Testo estratto:
────────────────────

L’evento infortunistico e l’iter
giudiziario
Il
Tribunale, in composizione monocratica, ha dichiarato il responsabile del
servizio di prevenzione e protezione di una azienda, congiuntamente ad
altri, colpevole del reato di cui all’articolo 590, comma 1 e 3, per aver
cagionato ad un lavoratore una lesione personale, con prognosi di 130 giorni,
per colpa consistente in negligenza, imprudenza ed imperizia ed in violazione
di prescrizioni antinfortunistiche specifiche. In particolare il RSPP aveva
ordinato al lavoratore, gruista, di sollevare e spostare una pala caricatrice
del peso complessivo di 120-130 quintali utilizzando una gru che, a causa del
carico eccessivo, si è ribaltata contro un muro provocando, in conseguenza
dell'impatto, le dette lesioni al lavoratore. Il Tribunale lo ha dichiarato,
altresì, colpevole del reato di cui all'articolo 35, comma 1 e 2, del D. Lgs.
n. 626/1994 (capo a) e dell’articolo 168, commi 1 e 2, del D.P.R. n. 547/1955
(capo b) per aver omesso di adottare le misure organizzative necessarie per
garantire l'integrità fisica dei lavoratori ex articolo 2087 c.c., nonché per
avere messo a disposizione dei lavoratori attrezzature non adeguate al lavoro
da svolgere e con caratteristiche non appropriate ai carichi
da sollevare ed ancora per non avere impedito l'uso di dette attrezzature
per operazioni e secondo condizioni non proprie.
Il
Tribunale ha
condannato l'imputato alla
pena di un mese di reclusione in ordine al capo a) ed euro 1.500,00 di ammenda
in ordine al capo b), concedendo le circostanze attenuanti generiche dichiarate
equivalenti alle contestate aggravanti ed il beneficio della sospensione
condizionale della pena, e lo ha condannato, altresì, al risarcimento dei danni
cagionati alla costituita parte civile, da liquidarsi in separato giudizio. A
seguito del ricorso da parte dell’imputato, la Corte d'Appello di Palermo ha
dichiarata successivamente l'estinzione del reato contravvenzionale, per
intervenuta prescrizione, ha eliminata la relativa pena di euro 1.500,00 di
ammenda ed ha confermato del resto l'impugnata decisione.
La
Corte territoriale ha messo in evidenza, in particolare, che la mattina
dell'infortunio era stato proprio l'imputato, che si occupava personalmente di
gestire il cantiere, ad ordinare al lavoratore di eseguire con la gru il
sollevamento che ha poi causato il sinistro, nonostante le rimostranze
espressegli dallo stesso lavoratore convinto che la gru non avrebbe potuto
sostenere quel carico, rimostranze non tenute in considerazione dall’imputato
che si era assunto personalmente la responsabilità dell'operazione. La
circostanza poi che il gruista aveva dovuto sottostare alle decisioni
dell’imputato, visto il ruolo di fatto svolto dallo stesso ed i suoi legami
parentali con la proprietà, che lo inducevano a temere ritorsioni nella sua
attività lavorativa, se non lo avesse eseguito, era stata pedissequamente
confermata da un altro operaio che aveva assistito alla scena e che aveva
sentito dare l’ordine. Un altro teste, inoltre, aveva riferito che era stato
proprio l'imputato ad organizzare la manovra concordandola nei giorni
precedenti, in piena sintonia logica e fattuale con quanto poi è accaduto.

────────────────────

Compito:
Stabilisci se ciascuna affermazione concorda con il testo sull'infortunio, rispondendo sì o no e riportando tra virgolette le parole del testo che lo dimostrano.
1. La pala caricatrice da spostare pesava complessivamente 120-130 quintali.
2. La Corte d'Appello di Palermo ha confermato la pena di euro 1.500,00 di ammenda.
3. Il lavoratore non aveva sollevato alcuna obiezione all'ordine ricevuto.

[Registri di posizionamento dei punti]
────────────────────

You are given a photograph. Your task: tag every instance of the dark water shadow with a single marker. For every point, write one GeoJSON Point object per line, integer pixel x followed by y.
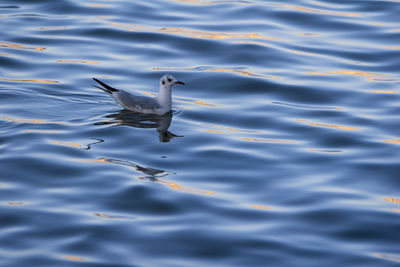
{"type": "Point", "coordinates": [160, 122]}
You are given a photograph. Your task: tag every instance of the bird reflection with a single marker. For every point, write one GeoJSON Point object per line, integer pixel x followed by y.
{"type": "Point", "coordinates": [151, 174]}
{"type": "Point", "coordinates": [160, 122]}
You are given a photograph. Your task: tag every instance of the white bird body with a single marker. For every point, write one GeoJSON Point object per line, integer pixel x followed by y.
{"type": "Point", "coordinates": [143, 104]}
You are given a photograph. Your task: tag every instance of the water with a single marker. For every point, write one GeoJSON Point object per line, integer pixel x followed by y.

────────────────────

Risposta:
1. Sì: "del peso complessivo di 120-130 quintali".
2. No: "ha eliminata la relativa pena di euro 1.500,00 di ammenda".
3. No: "nonostante le rimostranze espressegli dallo stesso lavoratore convinto che la gru non avrebbe potuto sostenere quel carico".